— Start DOCUMENT —

The officers had Hacker drive this car and the occupants to the police station, following theirs. On the way there, they saw defendant throw out some paper or "refuse"; at that time they stopped and arrested him for "littering" the highway. At the station the tools and radio were removed and marked; they were later turned over to Missouri officers. The testimony of defendant and his companions did not differ very materially from the foregoing, except that two of them testified that the radio was also covered, and one testified that Hacker had not yet been arrested when the car was searched. Defendant testified that he told the officer at the scene that he had bought the "stuff," that the officer asked him if he wanted to go to the station to check it, and that he said "sure"; also, that he was placed under some midemeanor charge during the brief investigation. It is obvious that the Circuit Court believed and relied upon the testimony of the Illinois Highway Patrolman; its ruling implied a finding that the search was reasonable and that it was incidental to a lawful arrest. We take judicial notice of our prior proceedings, including the transcript in defendant's original appeal. State v. Johnstone, Mo., 350 S.W.2d 774, cert. denied Johnstone v. Nash, 82 S. Ct. 1149, 369 U.S. 877, 8 L. Ed. 2d 280. This Court affirmed the trial court's ruling upon this point, as specifically raised in defendant's motion for new trial; certiorari to the United States Supreme Court was denied. 375 U.S. 861, 84 S. Ct. 130, 11 L. Ed. 2d 89. Our Court, at 367 S.W.2d, loc. cit. 623, discussed the Illinois law governing searches and seizures, and held that the search here was valid since it was made in connection with and incidental to the lawful arrest of the operator of the automobile; also, that such a search may be made when reasonably necessary to insure the safety of the arresting officer, as the Trooper here said was the case. We note again that the officer testified that the search of the car was only made after the arrest of the operator. The validity of this search and seizure has now been adjudicated and the order overruling the motion to vacate will be affirmed for all the reasons stated in our prior opinion. Moreover, this is not such a matter as will support a collateral attack. State v. Worley, Mo., 383 S.W.2d 529; State v. Howe, Mo., 364 S.W.2d 546, cert. denied 83 S. Ct. 1552, 373 U.S. 943, 10 L. Ed. 2d 698.

— End DOCUMENT —

== EXERCISE ==
Please carry the court opinion on the highway car search forward from its final sentence.

— Start PROVIDED RECORDS —

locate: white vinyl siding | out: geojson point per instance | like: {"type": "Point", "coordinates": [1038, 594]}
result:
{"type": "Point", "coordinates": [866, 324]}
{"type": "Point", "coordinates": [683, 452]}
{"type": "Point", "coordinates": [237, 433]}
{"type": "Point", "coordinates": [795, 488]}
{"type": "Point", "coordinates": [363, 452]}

— End PROVIDED RECORDS —

== WRITTEN REPLY ==
Counsel states in his brief that the testimony of the Highway Patrolman was so "intrinsically improbable as to constitute no evidence at all * * *." The trial court did not so regard it, nor do we; but, be that as it may, the question has been fully and finally adjudicated against the defendant, and it may not be reopened now. It is unnecessary to discuss the authorities cited by counsel, and dealing with other facts and circumstances, when our identical question has thus been adjudicated.
We appreciate the position here of appointed counsel who has briefed, as well as might be done under the circumstances, the only point made by the defendant in his motion.
The order of the trial court is affirmed.
All of the Judges concur.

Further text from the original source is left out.